GIVEN TEXT:
/---
Posting some of my own puzzles already has lead me to the idea of a home made puzzle thread. This thread is an opportunity for aspiring puzzlists such as myself to display their own masterpieces. Get to it!
*out of respect for other people's work, please don't post any puzzles that you didn't make.
If Black responds Qxc3, then h8Q wins Black's queen and keeps the black pawn from promoting. If Black moves the King out of check instead, then Qxc8 will lead to White having two queens while Black has one.
Here's mine. It's White's move. Prove that White can mate in two moves, though it's impossible to show the first move that guarantees mate on the next move.
I think I got it: The mate is possible because of the special moves en passant and castle. The solution being 1. d5xe6 -- 0-0-0 2.b2# or 1. d5xe6 -- anywhere 2.h8/Q#. There is also a mate in 2 assuming neither of those moves are valid in the puzzle being 1.Ke6 -- anywhere 2.h8/Q#. nj 🙂 ---- Thanks for being the first respondent! Feel free to put some more of your puzzles up if you'd like, I'll be periodically adding some of my own as well.
If Black responds Qxc3, then h8Q wins Black's queen and keeps the black pawn from promoting. If Black moves the King out of check instead, then Qxc8 will lead to White having two queens while Black has one.
Here's mine. It's White's move. Prove that White can mate in two moves, though it's impossible to show the first move that guarantees mate on the next move.
Black 3
[fen]r3k3/B5P1/1P1P1P2/3PpK2/8/8/6B1/8[/fen]
White 8
I believe this is from Chess Mysteries of Sherlock Holmes. So, unless your name is Raymond Smullyan, you should credit the author when you post his work (especially in a thread asking for "homemade" problems).
The solution being 1. d5xe6 -- 0-0-0 2.b2# or 1. d5xe6 -- anywhere 2.h8/Q#
The problem with that answer is that they both have the same first move, so you could show the first move that guarantees mate on the second move. You don't know for sure whether you can capture e.p. anyway.
Originally posted by Jirakon The solution being 1. d5xe6 -- 0-0-0 2.b2# or 1. d5xe6 -- anywhere 2.h8/Q#
The problem with that answer is that they both have the same first move, so you could show the first move that guarantees mate on the second move. You don't know for sure whether you can capture e.p. anyway.
I believe this is from Chess Mysteries of Sherlock Holmes. So, unless your name is Raymond Smullyan, you should credit the author when you post his work (especially in a thread asking for "homemade" problems).
Nope, his puzzle was a bit off. The way it was presented in that book, this puzzle was unsolvable. It had a white pawn in place of the bishop on a7 (which defeats the idea of the puzzle). It took me a while to figure it out, but I was able to determine that if that pawn were a bishop instead, the problem would be solvable.
Oh, and artplayer's solution is still not complete (even with the third sentence). What if White plays Ke6, and Black castles? Then there's no move to mate in one.
\---
SUPPLIED RECORDS:
/---
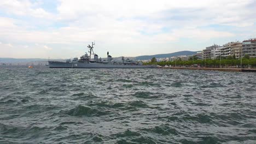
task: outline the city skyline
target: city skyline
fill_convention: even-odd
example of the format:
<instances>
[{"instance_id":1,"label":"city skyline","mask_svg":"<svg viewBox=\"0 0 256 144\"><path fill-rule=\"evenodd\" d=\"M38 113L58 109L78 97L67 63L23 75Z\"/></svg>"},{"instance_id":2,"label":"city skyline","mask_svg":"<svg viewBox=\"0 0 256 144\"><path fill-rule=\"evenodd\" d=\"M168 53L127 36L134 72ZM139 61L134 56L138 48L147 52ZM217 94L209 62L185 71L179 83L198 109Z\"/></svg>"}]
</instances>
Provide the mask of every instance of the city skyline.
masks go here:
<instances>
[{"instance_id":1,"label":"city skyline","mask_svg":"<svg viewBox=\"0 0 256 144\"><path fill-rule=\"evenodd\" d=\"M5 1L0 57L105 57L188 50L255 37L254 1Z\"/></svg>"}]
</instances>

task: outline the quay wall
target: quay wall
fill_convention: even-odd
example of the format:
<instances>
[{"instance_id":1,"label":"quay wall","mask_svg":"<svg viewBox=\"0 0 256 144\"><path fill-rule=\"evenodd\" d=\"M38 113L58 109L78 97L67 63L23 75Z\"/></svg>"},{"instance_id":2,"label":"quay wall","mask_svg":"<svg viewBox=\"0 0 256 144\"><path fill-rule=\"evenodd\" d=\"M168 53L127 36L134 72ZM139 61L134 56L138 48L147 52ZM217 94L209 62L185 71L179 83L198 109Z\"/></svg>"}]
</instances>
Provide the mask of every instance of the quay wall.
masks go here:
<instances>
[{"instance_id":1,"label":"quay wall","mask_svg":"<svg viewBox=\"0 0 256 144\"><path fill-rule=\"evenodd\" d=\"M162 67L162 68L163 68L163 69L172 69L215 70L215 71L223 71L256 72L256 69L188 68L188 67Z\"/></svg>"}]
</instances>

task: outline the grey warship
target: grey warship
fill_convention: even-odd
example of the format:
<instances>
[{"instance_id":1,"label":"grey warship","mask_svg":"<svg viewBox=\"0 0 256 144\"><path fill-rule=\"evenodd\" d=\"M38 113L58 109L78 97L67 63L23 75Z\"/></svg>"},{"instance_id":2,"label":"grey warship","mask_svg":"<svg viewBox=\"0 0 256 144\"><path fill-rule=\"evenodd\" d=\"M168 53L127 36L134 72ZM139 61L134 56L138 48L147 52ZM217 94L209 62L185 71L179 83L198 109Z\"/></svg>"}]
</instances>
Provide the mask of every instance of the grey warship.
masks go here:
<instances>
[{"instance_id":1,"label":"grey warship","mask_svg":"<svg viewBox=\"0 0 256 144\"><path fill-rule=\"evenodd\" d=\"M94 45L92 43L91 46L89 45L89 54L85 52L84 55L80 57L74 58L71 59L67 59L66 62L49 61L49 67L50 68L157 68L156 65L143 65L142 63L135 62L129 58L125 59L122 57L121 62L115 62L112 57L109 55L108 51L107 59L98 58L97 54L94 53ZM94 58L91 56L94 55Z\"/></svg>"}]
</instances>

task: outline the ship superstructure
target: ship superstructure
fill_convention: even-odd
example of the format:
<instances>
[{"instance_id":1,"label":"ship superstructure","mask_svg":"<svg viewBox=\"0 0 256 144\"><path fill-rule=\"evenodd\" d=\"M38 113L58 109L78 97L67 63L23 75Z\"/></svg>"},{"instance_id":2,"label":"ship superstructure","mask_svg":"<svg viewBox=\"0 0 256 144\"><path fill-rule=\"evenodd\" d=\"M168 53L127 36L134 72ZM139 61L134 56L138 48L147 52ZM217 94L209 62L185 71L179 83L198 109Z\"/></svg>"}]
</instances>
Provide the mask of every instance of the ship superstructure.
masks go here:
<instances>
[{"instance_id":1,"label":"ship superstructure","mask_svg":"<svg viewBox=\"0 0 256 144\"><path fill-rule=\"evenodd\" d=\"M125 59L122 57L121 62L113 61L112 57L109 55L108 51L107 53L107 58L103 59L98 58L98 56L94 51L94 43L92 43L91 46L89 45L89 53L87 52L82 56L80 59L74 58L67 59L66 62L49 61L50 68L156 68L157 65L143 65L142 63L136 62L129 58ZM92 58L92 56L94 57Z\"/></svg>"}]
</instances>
\---
PROBLEMS TO SOLVE:
1. From the chess puzzle thread, quote the passage starting with "Originally posted by" and going on through "would be solvable.".
2. In the chess puzzle thread, what piece stood on a7 in the version of the puzzle printed in the book?
3. The chess puzzle thread rejects the solution "1. d5xe6 -- 0-0-0 2.b2# or 1. d5xe6 -- anywhere 2.h8/Q#". Explain the reasons it gives.

THE SOLUTIONS:
1.
Originally posted by Jirakon The solution being 1. d5xe6 -- 0-0-0 2.b2# or 1. d5xe6 -- anywhere 2.h8/Q#
The problem with that answer is that they both have the same first move, so you could show the first move that guarantees mate on the second move. You don't know for sure whether you can capture e.p. anyway.
I believe this is from Chess Mysteries of Sherlock Holmes. So, unless your name is Raymond Smullyan, you should credit the author when you post his work (especially in a thread asking for "homemade" problems).
Nope, his puzzle was a bit off. The way it was presented in that book, this puzzle was unsolvable. It had a white pawn in place of the bishop on a7 (which defeats the idea of the puzzle). It took me a while to figure it out, but I was able to determine that if that pawn were a bishop instead, the problem would be solvable.

2. A white pawn stood on a7 instead of the bishop.

3. Both lines begin with the same first move, so that first move could be shown to guarantee mate on the second move, which the puzzle says is impossible. Also, it is not certain that the en passant capture is allowed.